__CHALLENGE__. Return every line of the records that contains the string "wheel", matching case exactly.

__EXTRACTED RECORDS__.

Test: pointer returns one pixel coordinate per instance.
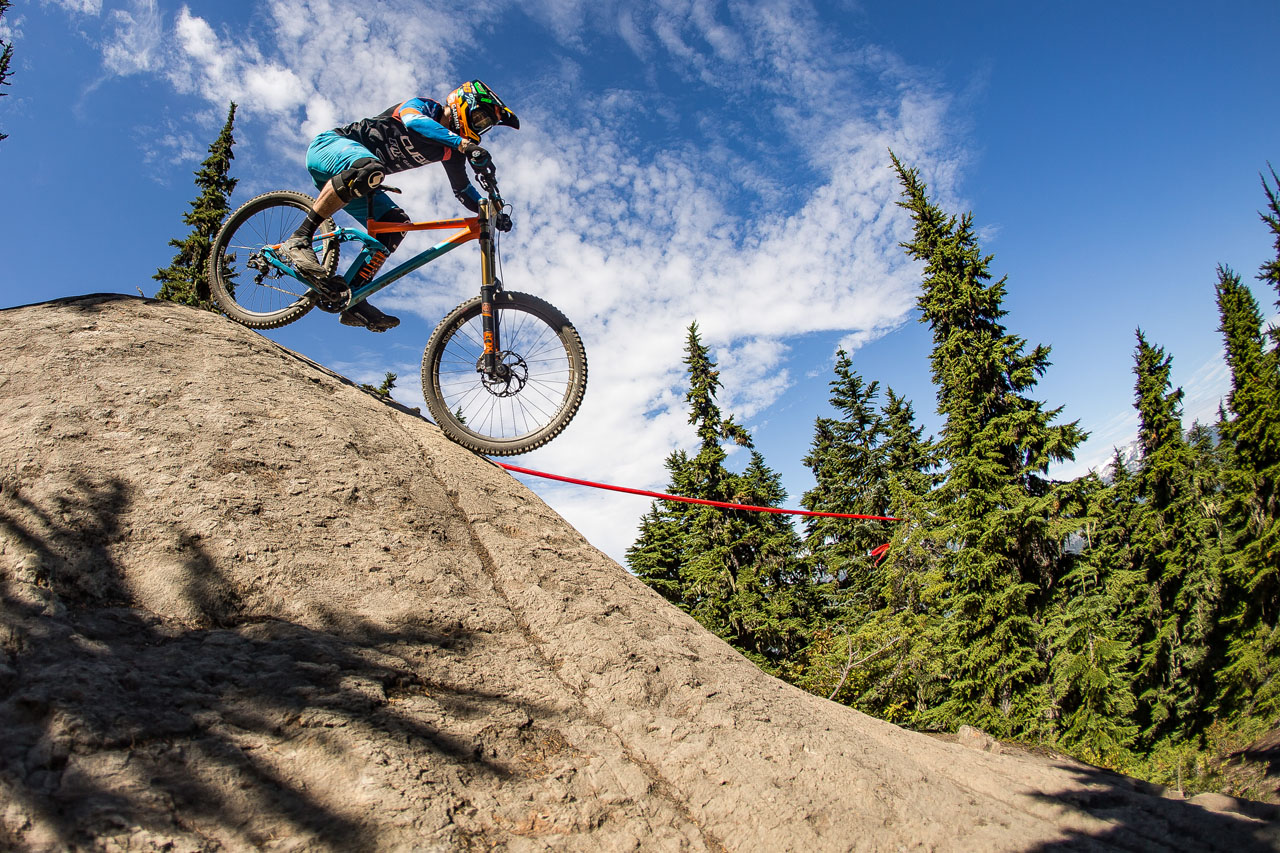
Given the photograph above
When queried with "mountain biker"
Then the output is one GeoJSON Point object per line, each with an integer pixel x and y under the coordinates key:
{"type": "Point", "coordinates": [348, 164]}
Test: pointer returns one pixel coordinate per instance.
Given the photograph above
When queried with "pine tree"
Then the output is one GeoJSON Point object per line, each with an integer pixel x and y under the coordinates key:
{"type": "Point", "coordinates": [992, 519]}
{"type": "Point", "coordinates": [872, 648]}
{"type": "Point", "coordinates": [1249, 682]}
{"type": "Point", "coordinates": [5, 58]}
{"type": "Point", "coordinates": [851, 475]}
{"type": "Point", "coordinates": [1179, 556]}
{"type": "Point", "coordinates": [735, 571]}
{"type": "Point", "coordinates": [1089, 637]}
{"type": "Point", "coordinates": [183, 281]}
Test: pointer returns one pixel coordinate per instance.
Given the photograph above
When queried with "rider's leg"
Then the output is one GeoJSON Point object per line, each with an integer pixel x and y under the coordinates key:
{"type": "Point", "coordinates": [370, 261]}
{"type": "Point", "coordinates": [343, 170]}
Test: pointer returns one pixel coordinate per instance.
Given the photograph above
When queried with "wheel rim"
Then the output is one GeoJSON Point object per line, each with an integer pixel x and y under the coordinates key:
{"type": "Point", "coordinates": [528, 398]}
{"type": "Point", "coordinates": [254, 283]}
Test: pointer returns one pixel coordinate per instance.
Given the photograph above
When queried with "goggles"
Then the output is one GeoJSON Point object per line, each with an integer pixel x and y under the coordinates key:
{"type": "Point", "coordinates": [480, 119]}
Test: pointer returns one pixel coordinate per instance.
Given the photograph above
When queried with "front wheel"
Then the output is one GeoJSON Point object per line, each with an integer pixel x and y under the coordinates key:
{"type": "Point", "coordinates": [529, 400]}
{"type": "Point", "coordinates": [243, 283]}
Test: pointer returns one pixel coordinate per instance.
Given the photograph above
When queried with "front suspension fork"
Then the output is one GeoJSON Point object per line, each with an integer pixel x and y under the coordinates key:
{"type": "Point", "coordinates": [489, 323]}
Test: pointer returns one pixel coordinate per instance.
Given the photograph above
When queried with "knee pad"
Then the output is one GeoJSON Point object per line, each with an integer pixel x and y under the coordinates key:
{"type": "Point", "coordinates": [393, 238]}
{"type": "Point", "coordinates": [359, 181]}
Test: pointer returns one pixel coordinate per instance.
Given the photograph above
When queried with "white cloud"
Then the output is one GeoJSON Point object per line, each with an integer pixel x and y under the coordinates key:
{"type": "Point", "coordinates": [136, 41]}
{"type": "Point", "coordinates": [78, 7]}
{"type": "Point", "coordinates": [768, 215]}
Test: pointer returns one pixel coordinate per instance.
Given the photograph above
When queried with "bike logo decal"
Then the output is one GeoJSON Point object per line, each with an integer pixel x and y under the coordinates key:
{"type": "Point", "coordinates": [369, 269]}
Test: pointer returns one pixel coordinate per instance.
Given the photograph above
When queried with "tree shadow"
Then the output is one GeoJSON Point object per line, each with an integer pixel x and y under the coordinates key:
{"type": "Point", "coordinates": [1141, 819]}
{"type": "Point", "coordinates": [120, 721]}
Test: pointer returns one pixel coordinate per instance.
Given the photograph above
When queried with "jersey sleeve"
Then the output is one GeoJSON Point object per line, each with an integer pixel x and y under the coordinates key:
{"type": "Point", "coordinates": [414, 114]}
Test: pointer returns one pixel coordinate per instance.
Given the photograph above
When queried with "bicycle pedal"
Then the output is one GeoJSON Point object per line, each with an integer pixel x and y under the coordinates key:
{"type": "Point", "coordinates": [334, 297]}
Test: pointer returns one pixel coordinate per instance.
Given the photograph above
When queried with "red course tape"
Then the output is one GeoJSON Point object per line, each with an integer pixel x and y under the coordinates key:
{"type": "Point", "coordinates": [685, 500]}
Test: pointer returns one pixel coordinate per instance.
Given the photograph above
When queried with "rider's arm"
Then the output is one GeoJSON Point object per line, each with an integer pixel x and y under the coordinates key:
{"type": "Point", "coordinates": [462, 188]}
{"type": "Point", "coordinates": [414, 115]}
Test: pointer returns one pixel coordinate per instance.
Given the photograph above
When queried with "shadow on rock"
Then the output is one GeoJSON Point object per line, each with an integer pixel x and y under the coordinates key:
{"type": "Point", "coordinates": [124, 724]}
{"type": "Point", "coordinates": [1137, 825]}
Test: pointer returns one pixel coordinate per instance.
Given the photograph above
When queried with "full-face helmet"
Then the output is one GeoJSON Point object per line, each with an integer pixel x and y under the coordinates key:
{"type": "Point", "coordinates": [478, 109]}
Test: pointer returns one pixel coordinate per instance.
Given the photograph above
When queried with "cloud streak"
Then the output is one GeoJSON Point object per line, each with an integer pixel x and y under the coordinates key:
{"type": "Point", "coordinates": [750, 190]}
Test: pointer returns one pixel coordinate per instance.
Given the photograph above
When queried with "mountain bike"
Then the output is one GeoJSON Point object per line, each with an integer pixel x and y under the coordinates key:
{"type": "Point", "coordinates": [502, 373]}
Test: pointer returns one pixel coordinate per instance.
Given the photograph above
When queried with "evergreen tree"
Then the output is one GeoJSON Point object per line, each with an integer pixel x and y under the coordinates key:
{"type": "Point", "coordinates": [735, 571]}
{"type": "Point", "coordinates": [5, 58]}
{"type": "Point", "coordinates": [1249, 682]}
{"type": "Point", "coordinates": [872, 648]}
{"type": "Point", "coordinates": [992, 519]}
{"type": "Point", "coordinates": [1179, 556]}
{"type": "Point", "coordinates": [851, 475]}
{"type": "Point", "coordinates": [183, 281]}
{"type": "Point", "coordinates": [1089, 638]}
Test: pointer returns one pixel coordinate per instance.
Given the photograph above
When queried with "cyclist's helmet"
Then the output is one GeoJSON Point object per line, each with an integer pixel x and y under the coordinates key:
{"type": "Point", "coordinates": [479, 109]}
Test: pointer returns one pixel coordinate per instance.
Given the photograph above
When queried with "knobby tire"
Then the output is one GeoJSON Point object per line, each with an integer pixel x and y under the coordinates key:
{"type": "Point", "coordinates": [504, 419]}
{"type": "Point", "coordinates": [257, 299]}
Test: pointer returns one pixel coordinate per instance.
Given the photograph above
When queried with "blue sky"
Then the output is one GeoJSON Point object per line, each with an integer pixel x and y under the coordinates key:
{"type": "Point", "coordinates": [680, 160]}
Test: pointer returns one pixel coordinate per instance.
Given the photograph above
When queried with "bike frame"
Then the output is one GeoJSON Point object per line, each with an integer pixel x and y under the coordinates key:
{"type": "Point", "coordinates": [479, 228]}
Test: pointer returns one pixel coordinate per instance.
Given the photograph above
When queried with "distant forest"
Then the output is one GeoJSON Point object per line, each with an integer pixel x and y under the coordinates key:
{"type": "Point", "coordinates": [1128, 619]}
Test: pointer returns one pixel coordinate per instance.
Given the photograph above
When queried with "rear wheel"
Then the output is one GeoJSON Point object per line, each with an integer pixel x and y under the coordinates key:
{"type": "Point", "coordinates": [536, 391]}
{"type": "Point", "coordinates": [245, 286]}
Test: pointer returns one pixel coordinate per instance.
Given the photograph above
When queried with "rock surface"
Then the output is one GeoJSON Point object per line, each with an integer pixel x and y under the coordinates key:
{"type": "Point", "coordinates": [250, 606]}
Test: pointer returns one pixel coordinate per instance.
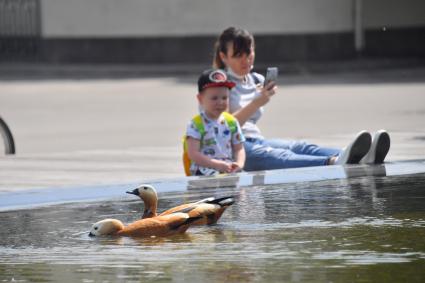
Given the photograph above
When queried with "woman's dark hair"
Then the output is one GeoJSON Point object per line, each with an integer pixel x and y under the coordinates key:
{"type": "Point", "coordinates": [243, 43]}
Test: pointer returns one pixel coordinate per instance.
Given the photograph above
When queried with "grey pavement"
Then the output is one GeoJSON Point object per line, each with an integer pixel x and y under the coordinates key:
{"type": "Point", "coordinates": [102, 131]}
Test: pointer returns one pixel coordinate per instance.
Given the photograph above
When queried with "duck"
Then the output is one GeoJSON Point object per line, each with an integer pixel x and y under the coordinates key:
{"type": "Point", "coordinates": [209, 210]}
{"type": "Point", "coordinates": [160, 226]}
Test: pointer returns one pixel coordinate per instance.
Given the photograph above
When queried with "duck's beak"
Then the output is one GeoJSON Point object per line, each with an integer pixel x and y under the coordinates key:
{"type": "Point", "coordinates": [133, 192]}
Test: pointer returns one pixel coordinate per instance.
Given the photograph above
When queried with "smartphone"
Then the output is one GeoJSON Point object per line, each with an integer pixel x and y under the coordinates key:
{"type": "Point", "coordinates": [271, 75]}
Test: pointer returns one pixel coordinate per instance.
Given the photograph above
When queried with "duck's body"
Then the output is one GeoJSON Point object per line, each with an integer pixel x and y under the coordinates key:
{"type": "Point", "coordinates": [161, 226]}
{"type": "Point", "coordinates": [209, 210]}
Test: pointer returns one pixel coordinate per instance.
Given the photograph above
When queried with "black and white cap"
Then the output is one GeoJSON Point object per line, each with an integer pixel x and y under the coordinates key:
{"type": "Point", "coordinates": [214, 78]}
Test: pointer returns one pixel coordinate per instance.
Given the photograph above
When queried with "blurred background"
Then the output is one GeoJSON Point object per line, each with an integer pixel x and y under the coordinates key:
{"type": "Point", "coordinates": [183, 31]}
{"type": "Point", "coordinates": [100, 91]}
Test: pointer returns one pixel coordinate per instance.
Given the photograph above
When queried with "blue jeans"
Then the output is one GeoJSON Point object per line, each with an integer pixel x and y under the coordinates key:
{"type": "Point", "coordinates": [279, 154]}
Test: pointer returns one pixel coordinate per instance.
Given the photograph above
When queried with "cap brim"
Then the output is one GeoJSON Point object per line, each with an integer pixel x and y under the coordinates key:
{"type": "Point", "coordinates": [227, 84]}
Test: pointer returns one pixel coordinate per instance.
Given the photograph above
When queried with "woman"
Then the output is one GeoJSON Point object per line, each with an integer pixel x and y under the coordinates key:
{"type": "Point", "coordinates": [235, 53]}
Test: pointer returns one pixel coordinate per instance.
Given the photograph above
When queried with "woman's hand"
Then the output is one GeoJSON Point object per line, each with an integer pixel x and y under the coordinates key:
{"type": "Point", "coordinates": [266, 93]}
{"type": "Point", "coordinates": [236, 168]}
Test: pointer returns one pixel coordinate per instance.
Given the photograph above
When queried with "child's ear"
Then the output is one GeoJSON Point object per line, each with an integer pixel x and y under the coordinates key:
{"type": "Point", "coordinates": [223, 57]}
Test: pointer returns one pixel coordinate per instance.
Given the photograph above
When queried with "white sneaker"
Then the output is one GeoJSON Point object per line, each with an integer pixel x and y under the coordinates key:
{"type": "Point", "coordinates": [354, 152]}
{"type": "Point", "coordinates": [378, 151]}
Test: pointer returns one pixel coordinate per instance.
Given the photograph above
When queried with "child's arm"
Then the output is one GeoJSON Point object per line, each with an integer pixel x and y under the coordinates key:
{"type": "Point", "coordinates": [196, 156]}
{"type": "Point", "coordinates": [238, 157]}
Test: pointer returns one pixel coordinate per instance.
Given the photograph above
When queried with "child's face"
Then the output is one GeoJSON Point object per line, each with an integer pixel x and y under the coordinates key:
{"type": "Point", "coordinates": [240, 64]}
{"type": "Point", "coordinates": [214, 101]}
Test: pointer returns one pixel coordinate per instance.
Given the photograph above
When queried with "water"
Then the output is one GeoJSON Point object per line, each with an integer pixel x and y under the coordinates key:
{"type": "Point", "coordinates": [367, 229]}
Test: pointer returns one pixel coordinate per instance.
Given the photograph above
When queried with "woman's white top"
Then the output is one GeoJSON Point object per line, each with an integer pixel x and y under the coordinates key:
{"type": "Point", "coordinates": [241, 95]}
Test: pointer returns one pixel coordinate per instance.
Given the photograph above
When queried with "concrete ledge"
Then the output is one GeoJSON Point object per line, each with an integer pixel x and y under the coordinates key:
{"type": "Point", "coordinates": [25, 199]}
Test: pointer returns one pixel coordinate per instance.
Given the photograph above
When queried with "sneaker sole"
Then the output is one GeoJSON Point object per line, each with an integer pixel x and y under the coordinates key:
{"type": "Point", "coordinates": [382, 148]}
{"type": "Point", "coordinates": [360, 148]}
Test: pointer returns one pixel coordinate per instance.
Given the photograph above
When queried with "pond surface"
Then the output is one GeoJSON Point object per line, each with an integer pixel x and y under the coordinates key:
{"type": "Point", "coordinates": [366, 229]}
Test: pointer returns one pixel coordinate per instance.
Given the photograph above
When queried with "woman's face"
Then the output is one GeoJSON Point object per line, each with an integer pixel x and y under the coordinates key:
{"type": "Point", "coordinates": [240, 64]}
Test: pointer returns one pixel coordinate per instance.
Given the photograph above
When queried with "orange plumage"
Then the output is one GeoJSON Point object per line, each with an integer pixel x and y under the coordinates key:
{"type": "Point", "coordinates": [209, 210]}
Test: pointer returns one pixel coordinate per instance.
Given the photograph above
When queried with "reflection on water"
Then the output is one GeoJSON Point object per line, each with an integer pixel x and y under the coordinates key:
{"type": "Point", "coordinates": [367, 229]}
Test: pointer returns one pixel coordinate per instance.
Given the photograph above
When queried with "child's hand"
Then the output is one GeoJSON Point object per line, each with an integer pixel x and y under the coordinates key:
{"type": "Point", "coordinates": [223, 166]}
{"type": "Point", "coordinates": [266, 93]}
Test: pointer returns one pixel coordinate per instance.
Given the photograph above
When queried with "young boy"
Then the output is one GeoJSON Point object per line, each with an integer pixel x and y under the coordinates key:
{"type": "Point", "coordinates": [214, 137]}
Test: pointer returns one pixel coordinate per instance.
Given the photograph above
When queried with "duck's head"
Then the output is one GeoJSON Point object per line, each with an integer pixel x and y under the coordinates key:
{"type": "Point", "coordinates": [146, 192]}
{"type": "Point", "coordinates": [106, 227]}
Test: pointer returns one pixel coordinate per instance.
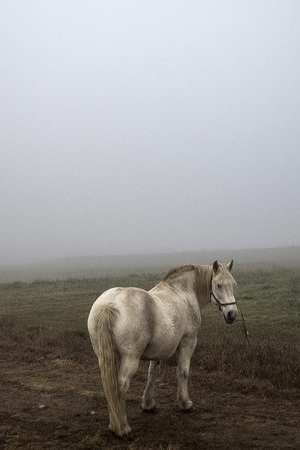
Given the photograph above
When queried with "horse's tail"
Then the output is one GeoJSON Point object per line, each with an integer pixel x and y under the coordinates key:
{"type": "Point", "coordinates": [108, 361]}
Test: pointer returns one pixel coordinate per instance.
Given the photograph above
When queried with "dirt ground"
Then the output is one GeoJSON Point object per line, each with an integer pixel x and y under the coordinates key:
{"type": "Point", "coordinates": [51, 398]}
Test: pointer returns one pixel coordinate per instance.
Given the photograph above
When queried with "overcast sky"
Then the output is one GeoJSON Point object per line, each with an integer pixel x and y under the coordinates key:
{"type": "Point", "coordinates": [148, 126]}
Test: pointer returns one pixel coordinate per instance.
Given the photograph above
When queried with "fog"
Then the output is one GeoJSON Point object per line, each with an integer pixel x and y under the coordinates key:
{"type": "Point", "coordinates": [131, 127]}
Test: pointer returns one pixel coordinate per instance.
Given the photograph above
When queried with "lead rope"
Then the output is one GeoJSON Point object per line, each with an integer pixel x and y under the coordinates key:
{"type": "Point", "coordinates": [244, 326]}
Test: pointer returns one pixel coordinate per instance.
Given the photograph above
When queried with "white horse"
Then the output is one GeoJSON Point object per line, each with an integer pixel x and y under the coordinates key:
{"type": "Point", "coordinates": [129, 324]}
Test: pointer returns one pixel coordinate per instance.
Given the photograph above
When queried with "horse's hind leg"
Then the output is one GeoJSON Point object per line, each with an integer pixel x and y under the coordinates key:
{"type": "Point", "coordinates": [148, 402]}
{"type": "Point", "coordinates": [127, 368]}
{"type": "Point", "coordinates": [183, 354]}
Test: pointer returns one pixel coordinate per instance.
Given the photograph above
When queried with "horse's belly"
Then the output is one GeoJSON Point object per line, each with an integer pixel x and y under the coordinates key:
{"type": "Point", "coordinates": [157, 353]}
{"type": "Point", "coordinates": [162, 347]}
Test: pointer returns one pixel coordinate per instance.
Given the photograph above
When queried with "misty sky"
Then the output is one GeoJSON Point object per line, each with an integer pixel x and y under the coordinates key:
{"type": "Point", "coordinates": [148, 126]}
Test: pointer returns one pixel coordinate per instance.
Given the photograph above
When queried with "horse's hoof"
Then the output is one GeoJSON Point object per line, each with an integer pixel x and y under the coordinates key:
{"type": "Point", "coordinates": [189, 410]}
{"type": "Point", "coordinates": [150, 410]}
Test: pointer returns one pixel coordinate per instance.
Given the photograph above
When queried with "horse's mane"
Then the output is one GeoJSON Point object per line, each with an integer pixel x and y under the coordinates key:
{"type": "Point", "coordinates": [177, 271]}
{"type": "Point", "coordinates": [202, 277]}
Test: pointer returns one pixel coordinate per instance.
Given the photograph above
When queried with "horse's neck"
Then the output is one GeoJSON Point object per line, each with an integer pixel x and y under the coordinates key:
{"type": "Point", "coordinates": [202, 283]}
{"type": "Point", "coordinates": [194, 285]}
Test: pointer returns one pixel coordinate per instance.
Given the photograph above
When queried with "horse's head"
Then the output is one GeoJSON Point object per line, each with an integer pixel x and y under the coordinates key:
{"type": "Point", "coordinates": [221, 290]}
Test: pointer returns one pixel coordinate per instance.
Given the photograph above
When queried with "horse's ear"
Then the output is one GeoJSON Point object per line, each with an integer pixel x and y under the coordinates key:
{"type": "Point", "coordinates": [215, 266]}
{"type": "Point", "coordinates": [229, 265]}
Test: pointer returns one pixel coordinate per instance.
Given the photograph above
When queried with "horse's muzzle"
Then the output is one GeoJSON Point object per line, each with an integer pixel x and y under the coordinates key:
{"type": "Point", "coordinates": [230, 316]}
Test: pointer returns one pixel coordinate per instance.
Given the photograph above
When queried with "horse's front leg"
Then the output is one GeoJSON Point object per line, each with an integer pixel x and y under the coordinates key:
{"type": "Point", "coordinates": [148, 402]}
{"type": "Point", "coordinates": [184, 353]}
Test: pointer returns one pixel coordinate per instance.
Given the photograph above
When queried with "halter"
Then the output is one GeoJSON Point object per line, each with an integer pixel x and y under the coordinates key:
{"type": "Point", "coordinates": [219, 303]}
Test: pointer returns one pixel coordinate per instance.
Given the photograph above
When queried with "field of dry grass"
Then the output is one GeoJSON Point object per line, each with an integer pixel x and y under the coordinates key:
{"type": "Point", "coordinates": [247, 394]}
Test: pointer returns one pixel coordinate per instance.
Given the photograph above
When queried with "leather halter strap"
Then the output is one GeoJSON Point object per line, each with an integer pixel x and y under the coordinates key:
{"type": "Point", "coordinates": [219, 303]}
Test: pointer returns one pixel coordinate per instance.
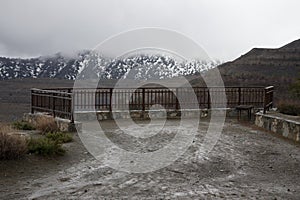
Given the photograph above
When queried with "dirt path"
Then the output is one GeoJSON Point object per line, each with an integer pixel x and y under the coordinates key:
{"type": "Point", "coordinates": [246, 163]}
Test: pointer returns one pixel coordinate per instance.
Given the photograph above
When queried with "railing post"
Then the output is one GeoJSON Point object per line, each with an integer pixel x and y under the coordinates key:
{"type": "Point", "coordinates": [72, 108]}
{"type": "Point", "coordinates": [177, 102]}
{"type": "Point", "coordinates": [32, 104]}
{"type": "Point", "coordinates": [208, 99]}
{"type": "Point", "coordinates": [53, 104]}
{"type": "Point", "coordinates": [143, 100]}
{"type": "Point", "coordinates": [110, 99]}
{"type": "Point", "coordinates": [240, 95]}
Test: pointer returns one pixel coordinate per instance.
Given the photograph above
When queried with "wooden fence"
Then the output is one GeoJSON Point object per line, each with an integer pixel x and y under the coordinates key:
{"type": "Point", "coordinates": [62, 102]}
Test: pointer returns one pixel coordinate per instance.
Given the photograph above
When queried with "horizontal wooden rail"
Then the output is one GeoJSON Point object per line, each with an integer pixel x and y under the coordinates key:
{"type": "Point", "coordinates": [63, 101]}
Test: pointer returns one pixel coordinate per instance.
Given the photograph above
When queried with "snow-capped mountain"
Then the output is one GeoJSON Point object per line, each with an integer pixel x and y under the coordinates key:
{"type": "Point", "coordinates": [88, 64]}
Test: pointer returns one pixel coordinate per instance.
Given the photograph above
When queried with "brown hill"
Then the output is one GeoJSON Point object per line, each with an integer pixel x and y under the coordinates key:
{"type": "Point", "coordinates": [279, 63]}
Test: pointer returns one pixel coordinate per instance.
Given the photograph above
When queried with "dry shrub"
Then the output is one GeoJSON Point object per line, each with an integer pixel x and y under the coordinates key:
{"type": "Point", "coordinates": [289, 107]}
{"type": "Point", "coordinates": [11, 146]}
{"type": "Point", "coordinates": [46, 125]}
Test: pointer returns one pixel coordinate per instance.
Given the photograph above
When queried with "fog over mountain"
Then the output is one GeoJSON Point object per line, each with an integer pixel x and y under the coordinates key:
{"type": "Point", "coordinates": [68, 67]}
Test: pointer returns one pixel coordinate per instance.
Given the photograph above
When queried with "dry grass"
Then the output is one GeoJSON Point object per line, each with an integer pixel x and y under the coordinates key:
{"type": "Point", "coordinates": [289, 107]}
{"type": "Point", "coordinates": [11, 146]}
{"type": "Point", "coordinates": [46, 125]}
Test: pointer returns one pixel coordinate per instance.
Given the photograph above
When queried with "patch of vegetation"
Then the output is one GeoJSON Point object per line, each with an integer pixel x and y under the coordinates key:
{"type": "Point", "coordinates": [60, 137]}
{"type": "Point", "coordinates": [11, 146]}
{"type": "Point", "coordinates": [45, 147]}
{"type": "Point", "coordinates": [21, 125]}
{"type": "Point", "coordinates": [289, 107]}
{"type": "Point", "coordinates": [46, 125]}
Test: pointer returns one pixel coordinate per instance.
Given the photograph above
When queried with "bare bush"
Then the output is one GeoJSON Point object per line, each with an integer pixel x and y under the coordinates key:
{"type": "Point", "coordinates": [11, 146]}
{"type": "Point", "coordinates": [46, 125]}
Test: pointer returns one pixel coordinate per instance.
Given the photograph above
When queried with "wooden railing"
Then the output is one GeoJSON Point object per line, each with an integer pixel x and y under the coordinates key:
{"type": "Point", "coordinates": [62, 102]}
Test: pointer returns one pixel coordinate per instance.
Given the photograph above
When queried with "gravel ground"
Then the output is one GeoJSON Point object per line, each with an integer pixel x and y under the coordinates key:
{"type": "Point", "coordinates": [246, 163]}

__THE REPLY__.
When queried with "wheel rim"
When queried with "front wheel"
When queried with "rear wheel"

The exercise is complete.